Written task => Update the rows below by swapping "Return boxes" for "List boxes" wherever it occurs, leaving every other word as is, and leave the pictures out of the result.
===== Records to process
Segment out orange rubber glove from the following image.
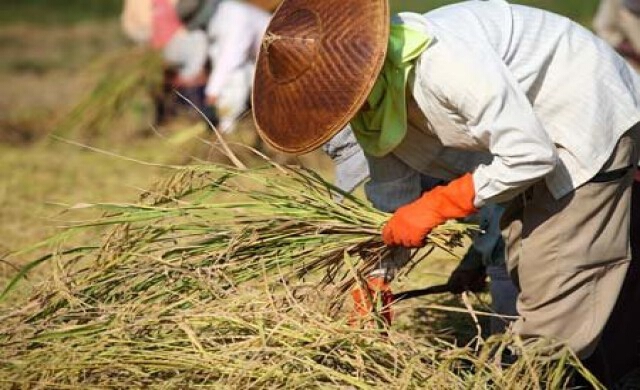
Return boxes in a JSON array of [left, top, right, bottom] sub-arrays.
[[382, 173, 477, 248], [350, 277, 393, 326]]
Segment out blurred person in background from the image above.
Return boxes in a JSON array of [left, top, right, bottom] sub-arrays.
[[322, 126, 518, 334], [121, 0, 217, 123], [205, 0, 280, 133], [593, 0, 640, 65]]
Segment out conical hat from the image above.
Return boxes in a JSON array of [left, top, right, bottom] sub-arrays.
[[252, 0, 389, 154], [247, 0, 282, 12]]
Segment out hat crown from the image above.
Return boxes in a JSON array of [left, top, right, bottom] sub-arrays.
[[262, 9, 322, 84]]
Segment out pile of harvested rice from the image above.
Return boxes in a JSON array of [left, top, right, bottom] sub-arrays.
[[0, 161, 600, 389]]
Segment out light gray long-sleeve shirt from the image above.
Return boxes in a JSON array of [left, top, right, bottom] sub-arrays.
[[367, 0, 640, 211]]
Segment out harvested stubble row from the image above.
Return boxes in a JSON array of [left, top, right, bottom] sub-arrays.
[[0, 165, 600, 389]]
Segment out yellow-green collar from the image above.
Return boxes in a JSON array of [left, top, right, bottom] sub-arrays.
[[351, 24, 431, 157]]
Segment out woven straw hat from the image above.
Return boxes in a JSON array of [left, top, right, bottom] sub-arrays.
[[247, 0, 282, 12], [252, 0, 389, 154]]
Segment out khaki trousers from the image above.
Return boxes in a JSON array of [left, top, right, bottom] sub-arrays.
[[502, 126, 638, 359]]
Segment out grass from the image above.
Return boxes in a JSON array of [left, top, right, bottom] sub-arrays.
[[0, 160, 600, 389], [0, 0, 122, 25]]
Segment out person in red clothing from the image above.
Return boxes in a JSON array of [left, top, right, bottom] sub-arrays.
[[121, 0, 212, 124]]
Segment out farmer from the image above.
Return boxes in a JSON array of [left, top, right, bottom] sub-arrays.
[[322, 127, 518, 334], [205, 0, 279, 132], [121, 0, 211, 121], [253, 0, 640, 380], [593, 0, 640, 67]]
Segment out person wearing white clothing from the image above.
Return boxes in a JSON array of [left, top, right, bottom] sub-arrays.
[[593, 0, 640, 66], [205, 0, 271, 132], [253, 0, 640, 384]]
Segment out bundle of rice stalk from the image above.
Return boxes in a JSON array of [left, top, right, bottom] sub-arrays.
[[0, 286, 601, 389], [0, 164, 472, 309], [0, 161, 595, 389], [54, 47, 163, 137]]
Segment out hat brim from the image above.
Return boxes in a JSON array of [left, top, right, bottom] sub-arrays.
[[252, 0, 389, 154]]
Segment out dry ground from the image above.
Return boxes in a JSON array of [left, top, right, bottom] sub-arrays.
[[0, 0, 597, 333]]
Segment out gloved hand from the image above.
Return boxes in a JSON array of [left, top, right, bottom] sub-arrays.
[[382, 173, 477, 248], [351, 277, 393, 326], [447, 267, 487, 294]]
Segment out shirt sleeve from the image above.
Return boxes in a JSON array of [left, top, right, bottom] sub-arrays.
[[419, 38, 558, 207], [365, 154, 422, 213]]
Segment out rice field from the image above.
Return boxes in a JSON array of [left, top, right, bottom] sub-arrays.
[[0, 0, 599, 389]]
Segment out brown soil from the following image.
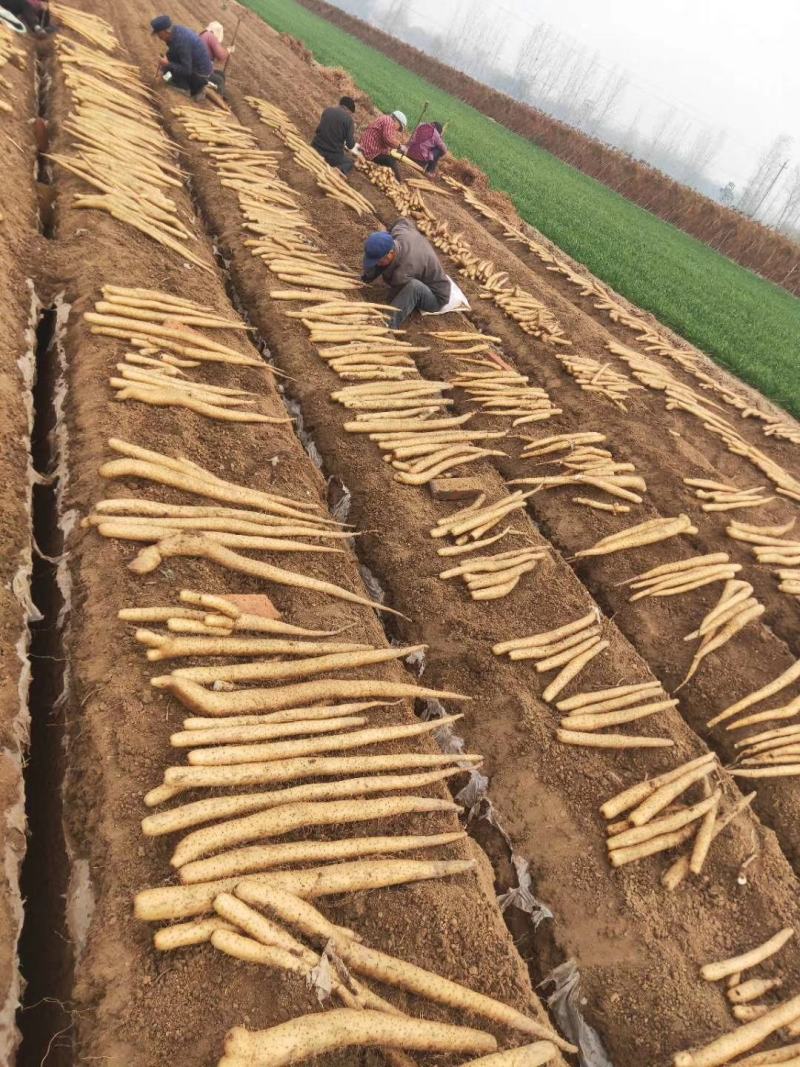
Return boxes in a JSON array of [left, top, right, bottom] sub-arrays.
==========
Final answer =>
Segment out orange rubber glove from the following image.
List boxes in a JSON array of [left, top, right, bottom] sub-arrays.
[[382, 173, 477, 248], [350, 277, 393, 326]]
Segment out blurred person in background from the image above.
List boxes in a JSON array of [left, top, right, bottom] sub-arrays.
[[322, 126, 518, 334], [121, 0, 217, 123], [205, 0, 280, 133], [593, 0, 640, 65]]
Segment out conical hat from the image above.
List boxes in a JSON array of [left, top, right, bottom] sub-arrays.
[[252, 0, 389, 154], [247, 0, 282, 12]]
Segment out hat crown from the image above.
List boxes in a JSON array of [left, top, right, bottom] sub-arrays.
[[262, 9, 322, 84]]
Segment out pile of harvested rice from the image above.
List boxes in a JSON array of [left, top, right, bottom] sub-arrays.
[[0, 161, 600, 389]]
Segment out light gray long-sleeve shirt from the image above.
List boxes in a JSON array of [left, top, right, bottom] sub-arrays.
[[367, 0, 640, 211]]
Segment out harvested stubble row from the image above.
List boxes in a JSON array of [left, top, right, bottom] sub-arrays.
[[0, 165, 600, 389]]
Segment out yellow-green collar from the image above.
List boxes in a JSON array of [left, top, right, bottom] sub-arrays.
[[351, 24, 431, 157]]
Segment out woven straw hat from the image above.
List boxes in a JSON array of [left, top, right, bottom] sub-arrays.
[[247, 0, 282, 12], [252, 0, 389, 154]]
Segment out khaki trousers from the image above.
List boxes in a JSON array of [left, top, right, bottom] sub-arrays.
[[502, 126, 638, 359]]
Segment out grass from the image above.
List boxes in a JSON array of [left, top, right, bottom] sub-arrays.
[[0, 160, 600, 389], [0, 0, 122, 25]]
Segment out person in red clothing from the image above.
List boxes in a JSON array of [left, top, right, bottom] sub-arrays.
[[121, 0, 212, 124]]
Segment out farmer from the image above.
List boxes in a JSON array of [left, top, right, bottom] sub-arrays.
[[322, 127, 518, 334], [205, 0, 279, 132], [121, 0, 211, 121], [253, 0, 640, 380], [593, 0, 640, 67]]
Segment out person wearing white clothing from the image above.
List boxes in a JSON array of [left, top, right, bottom] sub-arrays.
[[593, 0, 640, 66], [205, 0, 271, 132], [253, 0, 640, 384]]
Segment out bundle of rice stalk from the image above.
List boxes in a JSON array of [left, top, right, bottom] sub-arrays.
[[0, 286, 601, 389], [0, 164, 472, 309], [0, 161, 595, 389], [54, 47, 163, 137]]
Segment out hat brim from the image above.
List boxes in a JSON array of [left, top, right, bottom] sub-arrays.
[[252, 0, 389, 154]]
Segment out dry ground from the image above.
List boxes in a JSON array of [left, top, right, bottom] sub-arrays.
[[0, 0, 597, 333]]
Segment out gloved hand from the image above.
List boxes in a JSON array of [left, top, right, bottom] sub-arrays.
[[382, 173, 477, 248], [351, 277, 393, 326], [447, 267, 487, 294]]
Segment out shirt sleeve from the image above.
List boxes in a JSON array of [left, top, right, bottom] sub-arrays.
[[419, 38, 558, 207], [365, 154, 422, 213]]
Segment out rice field from the image above.
List boxes in a JSON array of [left, top, right, bottom] sub-arrays.
[[0, 0, 599, 389]]
Segment out brown soil from the following image.
List boxes in a JSON array of [left, top, right, bottom] sub-arrays.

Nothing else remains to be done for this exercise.